# start of LISTING
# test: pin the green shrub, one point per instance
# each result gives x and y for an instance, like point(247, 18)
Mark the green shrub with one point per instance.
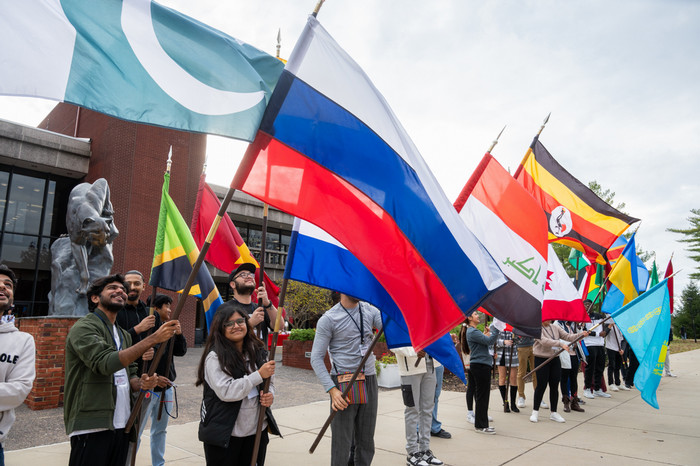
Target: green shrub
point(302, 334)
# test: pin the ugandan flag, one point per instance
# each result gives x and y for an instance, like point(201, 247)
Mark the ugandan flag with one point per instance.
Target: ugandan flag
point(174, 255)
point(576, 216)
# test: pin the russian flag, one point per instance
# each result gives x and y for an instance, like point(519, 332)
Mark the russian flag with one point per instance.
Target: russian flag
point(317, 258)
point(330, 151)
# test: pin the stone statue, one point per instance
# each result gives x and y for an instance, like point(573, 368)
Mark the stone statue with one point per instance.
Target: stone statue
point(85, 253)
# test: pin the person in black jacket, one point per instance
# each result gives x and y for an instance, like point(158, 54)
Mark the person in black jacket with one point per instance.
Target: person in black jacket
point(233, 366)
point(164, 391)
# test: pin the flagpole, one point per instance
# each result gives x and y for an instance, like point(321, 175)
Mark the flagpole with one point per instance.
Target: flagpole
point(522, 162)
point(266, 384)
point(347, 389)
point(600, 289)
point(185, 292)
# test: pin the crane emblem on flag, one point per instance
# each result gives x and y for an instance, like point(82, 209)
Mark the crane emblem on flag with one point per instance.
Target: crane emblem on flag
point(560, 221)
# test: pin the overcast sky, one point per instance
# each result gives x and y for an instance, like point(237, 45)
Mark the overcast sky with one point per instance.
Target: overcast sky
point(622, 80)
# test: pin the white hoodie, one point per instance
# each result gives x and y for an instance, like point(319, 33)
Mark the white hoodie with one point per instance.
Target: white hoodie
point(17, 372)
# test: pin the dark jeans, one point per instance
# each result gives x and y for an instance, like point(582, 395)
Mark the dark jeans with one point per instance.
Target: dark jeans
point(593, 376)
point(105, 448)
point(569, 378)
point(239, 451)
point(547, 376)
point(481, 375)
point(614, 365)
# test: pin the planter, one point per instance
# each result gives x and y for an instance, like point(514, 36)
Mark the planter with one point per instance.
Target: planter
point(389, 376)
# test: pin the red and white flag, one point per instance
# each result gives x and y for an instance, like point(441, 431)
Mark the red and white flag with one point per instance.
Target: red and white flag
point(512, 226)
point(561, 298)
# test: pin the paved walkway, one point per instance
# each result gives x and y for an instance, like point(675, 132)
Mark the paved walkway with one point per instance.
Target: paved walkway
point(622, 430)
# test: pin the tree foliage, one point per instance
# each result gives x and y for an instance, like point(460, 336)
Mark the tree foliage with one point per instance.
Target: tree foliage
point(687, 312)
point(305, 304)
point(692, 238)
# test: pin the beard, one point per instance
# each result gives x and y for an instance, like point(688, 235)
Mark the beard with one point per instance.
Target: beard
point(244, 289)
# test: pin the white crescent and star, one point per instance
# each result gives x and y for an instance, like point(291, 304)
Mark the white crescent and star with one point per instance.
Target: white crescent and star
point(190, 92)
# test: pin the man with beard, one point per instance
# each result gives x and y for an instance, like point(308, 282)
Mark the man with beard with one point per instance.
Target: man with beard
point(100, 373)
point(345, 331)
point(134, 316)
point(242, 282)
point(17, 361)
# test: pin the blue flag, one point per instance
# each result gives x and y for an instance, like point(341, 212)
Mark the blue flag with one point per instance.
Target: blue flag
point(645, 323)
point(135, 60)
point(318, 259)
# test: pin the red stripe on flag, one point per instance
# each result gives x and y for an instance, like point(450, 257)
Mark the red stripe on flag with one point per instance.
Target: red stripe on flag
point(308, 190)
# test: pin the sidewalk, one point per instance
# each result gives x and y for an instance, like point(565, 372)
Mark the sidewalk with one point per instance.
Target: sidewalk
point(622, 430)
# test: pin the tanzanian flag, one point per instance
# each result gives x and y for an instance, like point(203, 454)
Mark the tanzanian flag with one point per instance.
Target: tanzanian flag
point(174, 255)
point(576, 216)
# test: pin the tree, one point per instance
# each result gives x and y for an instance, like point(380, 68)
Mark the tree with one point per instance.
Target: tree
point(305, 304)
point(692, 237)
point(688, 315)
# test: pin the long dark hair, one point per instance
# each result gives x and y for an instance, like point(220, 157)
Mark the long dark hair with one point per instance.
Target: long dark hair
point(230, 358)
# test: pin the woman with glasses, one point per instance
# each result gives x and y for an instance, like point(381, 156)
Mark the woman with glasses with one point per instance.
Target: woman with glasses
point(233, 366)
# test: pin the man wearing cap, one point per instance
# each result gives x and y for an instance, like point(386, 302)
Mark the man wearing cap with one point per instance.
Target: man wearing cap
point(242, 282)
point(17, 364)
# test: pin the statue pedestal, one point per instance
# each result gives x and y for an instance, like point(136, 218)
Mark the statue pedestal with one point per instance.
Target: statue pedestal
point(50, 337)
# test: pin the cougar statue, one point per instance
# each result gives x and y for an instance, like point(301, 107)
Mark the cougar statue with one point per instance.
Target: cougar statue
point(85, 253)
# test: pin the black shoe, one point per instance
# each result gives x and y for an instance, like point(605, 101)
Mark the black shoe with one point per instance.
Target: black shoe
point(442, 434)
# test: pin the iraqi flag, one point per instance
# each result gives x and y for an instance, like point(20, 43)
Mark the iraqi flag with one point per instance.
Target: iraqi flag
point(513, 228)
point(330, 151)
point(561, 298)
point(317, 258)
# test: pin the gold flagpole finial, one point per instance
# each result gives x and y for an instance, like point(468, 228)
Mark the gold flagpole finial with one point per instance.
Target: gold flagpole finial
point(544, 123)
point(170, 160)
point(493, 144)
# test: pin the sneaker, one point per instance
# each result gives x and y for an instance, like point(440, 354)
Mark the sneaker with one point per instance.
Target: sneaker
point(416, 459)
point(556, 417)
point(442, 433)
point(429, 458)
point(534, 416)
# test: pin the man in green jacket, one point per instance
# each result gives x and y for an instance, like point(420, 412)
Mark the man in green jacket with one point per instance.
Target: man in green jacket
# end of LISTING
#### DIRECTIONS FOR THIS TASK:
Copy out all of the lines above word for word, with the pictures left out.

#### RESPONSE TO THIS TASK:
# test: pin the green shrub, one point per instance
# each result gives x and y for an instance, like point(247, 18)
Mark the green shrub with one point per instance.
Target: green shrub
point(302, 334)
# test: pin the ugandan flag, one point per instance
# each result gives x and y for an instance, like point(201, 247)
Mark the ugandan flag with one point per instance.
Target: ugandan flag
point(174, 255)
point(576, 216)
# test: pin the russian flag, one point per instance
# each result gives x and y for an instance, like point(519, 332)
Mark the russian flag with one point per instance.
Target: russian flag
point(317, 258)
point(330, 151)
# test: pin the stone statue, one point per instance
# each result gives x and y for an instance, like point(573, 368)
Mark the stone statue with one point per instance.
Target: stone statue
point(85, 253)
# test: pin the person in black jacket, one point per instance
# each result gives x and y for an instance, like point(158, 54)
Mark the person in black jacket with one point per instance.
Target: person in black jacket
point(233, 366)
point(164, 391)
# test: pin the flagpole, one point per instance
# each result gives x and y for an instance, like point(321, 175)
Mark the flagpole with one point per instance.
Target: flagpole
point(522, 162)
point(266, 384)
point(347, 389)
point(600, 289)
point(185, 292)
# test: pin the crane emblem on flag, one point per instance
# each result gives x and y for an instance, like point(82, 209)
Mark the crane emblem on flag with one point per instance.
Target: crane emblem on flag
point(560, 221)
# test: pin the overcast sky, one point per instance
# each result gives x and y for an instance, like point(237, 45)
Mark the overcast sky with one point per instance.
Target: overcast sky
point(622, 80)
# test: pin the white hoodie, one point per instance
# each result gives x and y for an instance, like point(319, 33)
Mark the white hoodie with one point per instance.
Target: white hoodie
point(17, 372)
# test: pin the dark jeans, one point per instance
# each result gives x and y for an instance, like point(582, 395)
Mark the dark jeans with one point per instance.
Target: dark jeans
point(593, 376)
point(105, 448)
point(569, 378)
point(239, 451)
point(547, 376)
point(481, 375)
point(614, 365)
# test: pin the planter, one point per instance
# each result gives x and y for an instance, like point(514, 36)
Mark the planter with one point per instance.
Target: planter
point(389, 376)
# test: pin the red and white flag, one point per instance
# each result gives x and y for an instance, like point(441, 431)
Mark the red and white flag with one point per instance.
Target: red and white flag
point(512, 226)
point(561, 298)
# test: pin the paved walkway, one point per instance
# each result gives x and y for an instance, like point(675, 132)
Mark the paved walkway with one point per instance.
Target: paved walkway
point(622, 430)
# test: pin the tree foliage, one point per instance
# each result gives x and y for an instance, like point(460, 336)
Mark the tree foliage with one point per instance.
Target: tree foliage
point(687, 312)
point(305, 304)
point(692, 238)
# test: pin the beard, one point per instance
# each result gives x and y for an instance, like point(688, 235)
Mark the beard with one point per instance.
Target: beard
point(244, 289)
# test: pin the white crescent and star, one point per instance
# each result gives x and y for an instance, like point(291, 304)
Mark the white crescent and star with one point per instance.
Target: white crescent and star
point(190, 92)
# test: pin the man with beard, one point per instance
# each result gives x and y for an instance, like point(308, 282)
Mark the man with beard with one point per instance.
Target: man with beard
point(100, 373)
point(345, 331)
point(134, 316)
point(242, 282)
point(17, 361)
# test: pin the blue flag, one point per instance
# each result gives x and y for an instance, like point(341, 212)
Mark the blue flag with one point per instance.
Target: blue flag
point(645, 323)
point(135, 60)
point(318, 259)
# test: pin the red stripe on flag, one point per instance
# each result gives x and y for an instance, like point(450, 257)
Mark the red stripe on flag with one point per instance.
Target: red stripe on flag
point(308, 190)
# test: pin the sidewalk, one point per instance
# each result gives x and y for an instance, like point(565, 372)
Mark the sidewalk with one point per instance.
Target: sidewalk
point(622, 430)
# test: pin the tanzanian flag, one point per instance
# each result gives x and y for an instance, like point(203, 454)
Mark the tanzanian flag with one point per instance.
Target: tanzanian flag
point(174, 255)
point(576, 216)
# test: pin the tree, one point per instance
# each result gives x and y for an instance, like point(380, 68)
Mark the tree with one point per instance.
Target: tree
point(305, 304)
point(692, 237)
point(688, 315)
# test: pin the long dark hair, one point per instance
# each result gives x and y for an instance, like point(220, 157)
Mark the long dark hair with one point per instance.
Target: long dark hair
point(230, 358)
# test: pin the woman with glasses, one point per instance
# each result gives x and y for an instance, like point(381, 156)
Mark the woman with glasses with one point per instance.
Target: woman with glasses
point(233, 366)
# test: pin the man wearing cap, one point per instance
# each result gives x and y for an instance, like point(386, 302)
Mark the man wearing cap with one point per instance.
Target: man wearing cap
point(242, 282)
point(17, 364)
# test: pin the statue pedestal, one point per instance
# each result gives x and y for an instance, like point(136, 218)
Mark the statue pedestal with one point per instance.
Target: statue pedestal
point(50, 337)
# test: pin the cougar statue, one point per instance
# each result gives x and y for an instance, like point(301, 107)
Mark the cougar statue with one point per instance.
Target: cougar statue
point(85, 253)
# test: pin the black shoe, one point per instance
# each result gives x and y for an instance, like point(605, 101)
Mark the black shoe with one point per instance.
Target: black shoe
point(442, 434)
# test: pin the iraqi flag, one point per instance
# each result gives x and y for an instance, like point(20, 43)
Mark the iraqi flag with one point per instance.
Target: iraqi flag
point(513, 228)
point(330, 151)
point(561, 298)
point(317, 258)
# test: pin the gold flagpole finial, one point per instance
# each result gives x and y for an instance, like point(468, 228)
Mark the gold flagpole finial with one point per instance.
Target: gold flagpole finial
point(544, 123)
point(170, 160)
point(493, 144)
# test: pin the sneaker, one point per instance
# each result gives x and y for an instance, like point(440, 354)
Mark the sneaker with one point per instance.
Target: sneaker
point(416, 459)
point(556, 417)
point(442, 433)
point(429, 458)
point(534, 416)
# test: pin the man in green jacket, one point per instance
# each result gives x and y for an instance, like point(420, 412)
Mark the man in green jacket with one point per instance.
Target: man in green jacket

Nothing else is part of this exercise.